[Start of section]

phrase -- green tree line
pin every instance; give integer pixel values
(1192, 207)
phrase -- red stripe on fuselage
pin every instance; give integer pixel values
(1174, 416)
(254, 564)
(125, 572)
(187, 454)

[End of section]

*Problem to solve*.
The listing above should be returned in full, exactly as shown.

*Written solution*.
phrase -- green tree line
pin every instance; give integer pixel values
(1192, 207)
phrase -- red stripe on fuselage
pin every instance; give integer pixel values
(1174, 416)
(254, 564)
(125, 572)
(187, 454)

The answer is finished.